▸ Exercise task 1: In the interview about starting comedy, who encouraged AP to audition for Happily Ever Laughter?
▸ Exercise task 2: Summarize the interview about starting comedy in two sentences.
▸ Exercise task 3: Write the next part of the interview about starting comedy, picking up after its last line.

▸ Excerpted text:
---

When did you start doing comedy?

MM: When I was little, whenever I was in a school play or an acting class, I was always cast in the comic roles. It usually meant that I had a smaller part than I felt I deserved, which upset me, but I always got the laughs, and I loved that.

AP: As is the case, I think, with most people who are involved in comedy, it starts as something like a coping mechanism. I’ve always been shy and as I got older I came to rely on goofiness to mask my discomfort around people. When I left for college I remember making a conscious decision to take risks socially more than I had before, to force myself to be more extroverted. It made the transition much easier. When I got to Vassar my student fellow (Brian Stampnitsky ’96) was just starting Happily Ever Laughter with a few friends and he encouraged me to audition. The audition itself was just awful. I just stunk. But for whatever reason, they took me. That was in October of my freshman year. It went on to be my primary extracurricular activity at Vassar and to really define my time there. Gradually I’ve learned to turn the goofiness on and off, so it’s no longer so much of a crutch for me socially, which is a blessing.

---

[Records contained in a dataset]
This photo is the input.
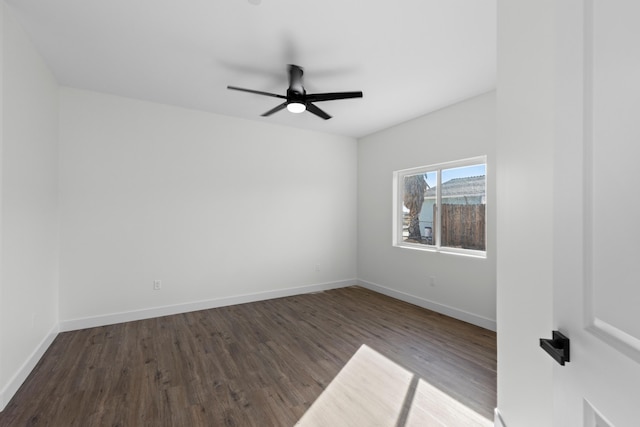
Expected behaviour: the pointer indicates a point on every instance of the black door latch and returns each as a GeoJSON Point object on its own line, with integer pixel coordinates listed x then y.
{"type": "Point", "coordinates": [557, 347]}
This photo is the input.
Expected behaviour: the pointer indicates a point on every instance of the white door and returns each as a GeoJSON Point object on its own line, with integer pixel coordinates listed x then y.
{"type": "Point", "coordinates": [597, 213]}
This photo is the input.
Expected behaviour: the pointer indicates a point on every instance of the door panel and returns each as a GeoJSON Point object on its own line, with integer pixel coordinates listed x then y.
{"type": "Point", "coordinates": [597, 213]}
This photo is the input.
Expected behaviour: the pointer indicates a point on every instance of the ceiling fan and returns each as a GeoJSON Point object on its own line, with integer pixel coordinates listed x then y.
{"type": "Point", "coordinates": [297, 99]}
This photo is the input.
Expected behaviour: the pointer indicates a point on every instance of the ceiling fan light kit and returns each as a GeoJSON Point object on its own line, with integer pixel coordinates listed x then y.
{"type": "Point", "coordinates": [297, 100]}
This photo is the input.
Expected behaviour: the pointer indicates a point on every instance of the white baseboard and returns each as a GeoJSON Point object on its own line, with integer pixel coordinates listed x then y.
{"type": "Point", "coordinates": [474, 319]}
{"type": "Point", "coordinates": [23, 372]}
{"type": "Point", "coordinates": [148, 313]}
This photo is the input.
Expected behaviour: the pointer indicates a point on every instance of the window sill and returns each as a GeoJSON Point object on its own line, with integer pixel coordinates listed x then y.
{"type": "Point", "coordinates": [449, 251]}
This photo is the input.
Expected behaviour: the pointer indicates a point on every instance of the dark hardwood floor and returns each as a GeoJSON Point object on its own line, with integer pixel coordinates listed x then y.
{"type": "Point", "coordinates": [258, 364]}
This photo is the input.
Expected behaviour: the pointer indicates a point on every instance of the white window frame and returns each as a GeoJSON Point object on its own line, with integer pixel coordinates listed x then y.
{"type": "Point", "coordinates": [398, 190]}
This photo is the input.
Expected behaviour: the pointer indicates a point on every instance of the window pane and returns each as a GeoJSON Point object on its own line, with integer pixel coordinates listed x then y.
{"type": "Point", "coordinates": [463, 207]}
{"type": "Point", "coordinates": [418, 208]}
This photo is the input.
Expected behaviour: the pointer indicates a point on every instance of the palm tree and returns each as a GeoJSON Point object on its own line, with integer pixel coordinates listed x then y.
{"type": "Point", "coordinates": [414, 188]}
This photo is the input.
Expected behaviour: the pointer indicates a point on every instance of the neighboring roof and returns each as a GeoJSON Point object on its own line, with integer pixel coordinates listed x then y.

---

▸ Exercise response 1: AP's student fellow, Brian Stampnitsky ’96, encouraged the audition.

▸ Exercise response 2: MM was always cast in comic roles as a child, which meant smaller parts but also the laughs MM loved. AP began using goofiness to cope with shyness, chose to take more social risks at college, and joined Happily Ever Laughter at Vassar after a bad audition, and it became AP's main extracurricular activity there.

▸ Exercise response 3:
 

What is it that attracts you to the art of comedy?

MM: First of all, making people laugh is just plain fun. That’s the main thing. I’ve done a decent amount of straight theater, and I enjoy it, but with comedy, the reaction to your performance is immediate and tangible. If the audience isn’t laughing at certain things, you know you’re in trouble, and so you have to try to make it work right then and there, which is intense. You modify your performance to suit the audience’s needs. In comedy, you’re creating a world onstage and inviting the audience to participate. In straight theater, you create a world onstage and just allow the audience to watch. Both are a challenge. With comedy, the "third wall" (the mental division between the audience and the world onstage) begins to crumble. There is a very powerful connection between you and the people in that dark room. When a show is going well, you are completely feeding off of all of this energy – energy from your fellow actors, and energy from the audience. You build something together, which is awesome. And the joy of making people laugh is, for me, unmatchable.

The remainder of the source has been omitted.